The data generation flow of the dbPTM is briefly depicted in Figure 1. The data generation flow comprises the three major components: integration of external known PTM databases, learning and prediction of PTM sites, and structural or functional annotations. The experimentally validated PTM data sources were extracted from Swiss-Prot (3), Phospho.ELM (1) and O-GLYCBASE (4). The experimentally verified PTM sites were used to generate computer models to further identify putative PTM sites against the Swiss-Prot proteins. Additional structural properties and functional information, such as protein tertiary structures, protein secondary structures, solvent accessibility of residues, protein functional domains, protein variations and non-synonymous SNP, are also annotated to the Swiss-Prot proteins. The detailed data generation flow is described below.
Figure 1

The data generation flow of the dbPTM database.

Integration of external known PTM databases

Three external biological databases related to protein PTM information, Swiss-Prot (3), Phospho.ELM (1) and O-GLYCBASE (4), are integrated into the proposed resource. Both the experimentally validated PTM sites and the putative PTM sites, which are annotated as ‘by similarity’, ‘potential’ or ‘probable’ in the ‘MOD_RES’ fields, have been extracted from the Swiss-Prot database (3). As summarized in Table 1, release 46.0 of Swiss-Prot contributes 11 025 experimental validated PTM sites within 4921 proteins, and 72 308 putative PTM sites within 31 026 proteins. The Phospho.ELM entries store information about substrate proteins with the exact positions of residues are known to be phosphorylated by cellular kinases. A total of 1703 experimentally verified phosphorylation sites within 556 proteins were obtained from Phospho.ELM version 2 (1). O-GLYCBASE (4) Version 6.00 provides 242 glycoproteins containing 2765 experimentally verified O-linked, N-linked and C-linked glycosylation sites. Moreover, 185 glycoproteins in O-GLYCBASE are corresponded to Swiss-Prot proteins, which have 2353 experimentally verified glycosylation sites.

####################

TASKS:
a) According to the passage on dbPTM's data generation flow, how many experimentally verified phosphorylation sites were obtained from Phospho.ELM version 2?
b) Continue the passage on dbPTM's data generation flow from its last sentence.

####################

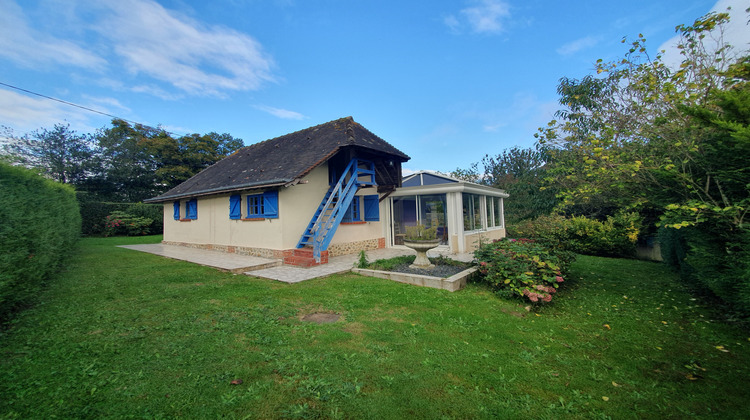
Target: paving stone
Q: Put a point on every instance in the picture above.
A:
(273, 269)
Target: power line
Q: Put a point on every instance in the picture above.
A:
(81, 107)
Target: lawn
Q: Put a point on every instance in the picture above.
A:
(127, 334)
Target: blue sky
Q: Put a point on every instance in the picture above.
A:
(444, 81)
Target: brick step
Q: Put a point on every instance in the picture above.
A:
(303, 257)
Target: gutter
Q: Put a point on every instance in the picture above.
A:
(211, 191)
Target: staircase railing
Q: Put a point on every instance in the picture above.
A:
(328, 216)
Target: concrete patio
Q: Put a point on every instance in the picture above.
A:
(273, 269)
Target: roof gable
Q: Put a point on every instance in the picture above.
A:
(281, 160)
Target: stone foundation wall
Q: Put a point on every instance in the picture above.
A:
(353, 247)
(276, 254)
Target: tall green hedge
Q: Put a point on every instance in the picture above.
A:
(93, 214)
(39, 224)
(714, 258)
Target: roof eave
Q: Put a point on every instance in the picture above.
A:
(212, 191)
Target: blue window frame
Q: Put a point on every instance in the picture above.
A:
(191, 209)
(263, 205)
(372, 208)
(235, 203)
(351, 214)
(255, 206)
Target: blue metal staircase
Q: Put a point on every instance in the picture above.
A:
(338, 198)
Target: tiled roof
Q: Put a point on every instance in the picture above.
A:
(281, 160)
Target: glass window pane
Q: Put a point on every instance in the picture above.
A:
(404, 214)
(433, 213)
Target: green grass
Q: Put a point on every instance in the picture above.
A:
(128, 334)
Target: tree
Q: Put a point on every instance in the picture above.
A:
(179, 159)
(671, 142)
(59, 153)
(127, 170)
(520, 173)
(627, 139)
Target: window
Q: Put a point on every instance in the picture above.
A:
(191, 209)
(372, 208)
(235, 203)
(498, 211)
(255, 206)
(264, 205)
(352, 213)
(472, 211)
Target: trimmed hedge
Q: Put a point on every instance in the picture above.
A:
(94, 215)
(714, 258)
(40, 226)
(615, 237)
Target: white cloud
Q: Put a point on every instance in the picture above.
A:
(280, 113)
(29, 113)
(193, 57)
(98, 102)
(484, 16)
(577, 45)
(736, 33)
(21, 43)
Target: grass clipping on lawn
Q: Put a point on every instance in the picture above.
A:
(129, 334)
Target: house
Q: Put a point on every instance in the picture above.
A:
(327, 190)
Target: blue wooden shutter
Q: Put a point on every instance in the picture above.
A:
(235, 211)
(176, 206)
(356, 215)
(351, 213)
(271, 204)
(192, 209)
(372, 208)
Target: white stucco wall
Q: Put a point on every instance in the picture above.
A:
(297, 204)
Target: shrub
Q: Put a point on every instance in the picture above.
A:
(40, 226)
(523, 267)
(121, 223)
(617, 236)
(714, 258)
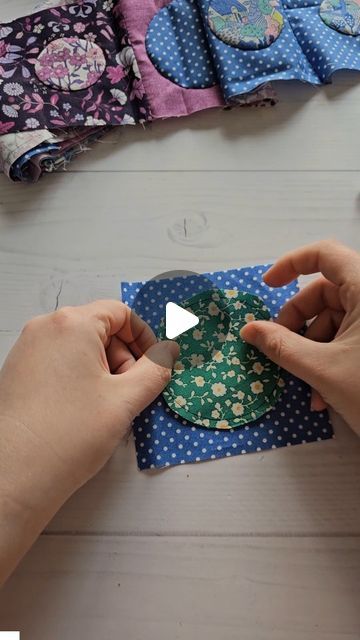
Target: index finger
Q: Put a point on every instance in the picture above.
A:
(117, 319)
(335, 261)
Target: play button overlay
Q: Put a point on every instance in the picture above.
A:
(162, 303)
(178, 320)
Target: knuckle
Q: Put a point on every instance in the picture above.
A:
(64, 318)
(276, 348)
(31, 326)
(163, 375)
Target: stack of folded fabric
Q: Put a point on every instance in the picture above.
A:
(75, 69)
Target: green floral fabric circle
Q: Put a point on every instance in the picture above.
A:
(219, 381)
(246, 24)
(341, 15)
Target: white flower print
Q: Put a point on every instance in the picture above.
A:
(196, 359)
(231, 293)
(9, 111)
(13, 89)
(119, 95)
(213, 309)
(222, 424)
(180, 401)
(218, 389)
(257, 387)
(128, 119)
(218, 356)
(230, 337)
(179, 366)
(94, 122)
(127, 59)
(258, 368)
(237, 409)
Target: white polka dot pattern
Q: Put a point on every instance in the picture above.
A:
(176, 44)
(307, 50)
(163, 439)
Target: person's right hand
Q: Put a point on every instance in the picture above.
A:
(328, 357)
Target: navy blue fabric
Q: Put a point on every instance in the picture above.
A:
(307, 49)
(163, 439)
(177, 46)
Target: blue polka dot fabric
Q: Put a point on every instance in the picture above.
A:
(177, 46)
(163, 439)
(307, 49)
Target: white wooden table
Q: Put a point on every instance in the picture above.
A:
(260, 547)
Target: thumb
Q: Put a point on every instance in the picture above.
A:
(300, 356)
(149, 376)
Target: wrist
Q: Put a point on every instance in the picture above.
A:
(32, 489)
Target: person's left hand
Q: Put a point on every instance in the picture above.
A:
(69, 391)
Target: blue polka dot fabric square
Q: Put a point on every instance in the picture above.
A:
(164, 439)
(244, 44)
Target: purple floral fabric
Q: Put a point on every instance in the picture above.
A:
(68, 66)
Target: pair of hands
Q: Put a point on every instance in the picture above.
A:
(74, 381)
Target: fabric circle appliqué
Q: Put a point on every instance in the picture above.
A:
(342, 15)
(219, 381)
(246, 24)
(70, 64)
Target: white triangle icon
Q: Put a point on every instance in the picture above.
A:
(178, 320)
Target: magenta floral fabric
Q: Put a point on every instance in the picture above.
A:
(69, 66)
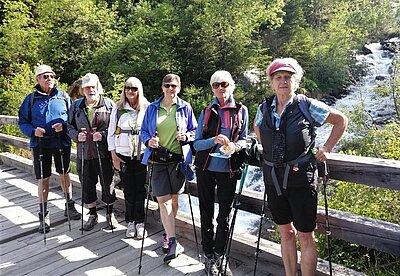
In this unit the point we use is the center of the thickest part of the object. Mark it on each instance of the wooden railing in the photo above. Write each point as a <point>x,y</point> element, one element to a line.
<point>374,172</point>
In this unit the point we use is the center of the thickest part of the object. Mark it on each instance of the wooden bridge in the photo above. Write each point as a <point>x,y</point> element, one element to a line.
<point>99,252</point>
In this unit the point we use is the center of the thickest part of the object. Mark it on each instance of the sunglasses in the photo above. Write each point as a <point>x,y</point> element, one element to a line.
<point>48,77</point>
<point>129,89</point>
<point>168,85</point>
<point>223,84</point>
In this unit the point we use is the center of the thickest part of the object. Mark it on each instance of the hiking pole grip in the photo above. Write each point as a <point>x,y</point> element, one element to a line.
<point>82,179</point>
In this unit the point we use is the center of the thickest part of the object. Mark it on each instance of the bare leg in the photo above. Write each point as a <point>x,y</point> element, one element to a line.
<point>175,204</point>
<point>288,248</point>
<point>64,178</point>
<point>91,205</point>
<point>167,214</point>
<point>43,190</point>
<point>308,253</point>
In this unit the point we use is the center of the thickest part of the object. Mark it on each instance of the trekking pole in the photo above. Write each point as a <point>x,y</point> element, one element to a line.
<point>259,230</point>
<point>63,181</point>
<point>147,209</point>
<point>41,185</point>
<point>190,204</point>
<point>236,205</point>
<point>103,185</point>
<point>324,171</point>
<point>82,179</point>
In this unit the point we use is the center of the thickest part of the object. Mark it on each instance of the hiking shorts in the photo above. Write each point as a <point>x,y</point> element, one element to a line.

####################

RESULTS BY TASK:
a) 1703 sites, within 556 proteins.

b)
Table 1

The list of the integrated external data sources

DatabasesDescriptionStatistics
Swiss-Prot (3,12)Experimental PTMs11 025 PTM sites within 4921 proteins
Putative PTMs72 308 PTM sites within 31 026 proteins
Proteins176 469 Proteins
Protein variants32 101 Variants corresponding to 6115 proteins
PhosphoELM (1)Experimental phosphorylation sites1703 PTM sites within 556 proteins
O-GLYCBASE (4)Experimental glycosylation sites2353 PTM sites within 185 glycoproteins
RESID (5)PTMs373 PTM types
InterPro (14)Protein domain1 113 928 Entries corresponding to 161 988 Swiss-Prot entries
Ensembl (13)Human variations23 378 Non-synonymous SNPs within 7230 Swiss-Prot human proteins
PDB (15)Protein structures31 721 Entries corresponding to 6806 Swiss-Prot proteins

Learning and prediction of PTM sites

To provide the PTM information of the PTM un-annotated proteins available from Swiss-Prot, we integrated several computational tools for identifying the PTMs of the Swiss-Prot proteins. Our previous work, namely KinasePhos (7), incorporated the profile hidden Markov model (HMM) to identify kinase-specific phosphorylation sites with ∼87% prediction accuracy (8), which was compared with several phosphorylation prediction tools, such as NetPhos (9), DISPHOS (10) and rBPNN (11) (see Supplementary Table S1). KinasePhos is integrated and used to fully detect the kinase-specific phosphorylation sites against the Swiss-Prot proteins. To reduce the number of false positive predictions by KinasePhos, we set the predictive parameters as the values when the prediction specificity is 100% (8). As depicted in Supplementary Figure S1, the KinasePhos-like method, which is similar to KinasePhos for phosphorylation sites, was designed and implemented to learn models for the prediction of the sulfation sites, N-linked glycosylation sites and C-linked glycosylation sites (Table 2). We used the 144 known sulfation sites of tyrosine, 1790 N-linked glycosylation sites of asparagine and 49 C-linked glycosylation sites of tryptophan to evaluate the performance of the KinasePhos-like prediction tools. The result suggests that all three KinasePhos-like tools exhibited high prediction precision, sensitivity and specificity (Supplementary Table S2).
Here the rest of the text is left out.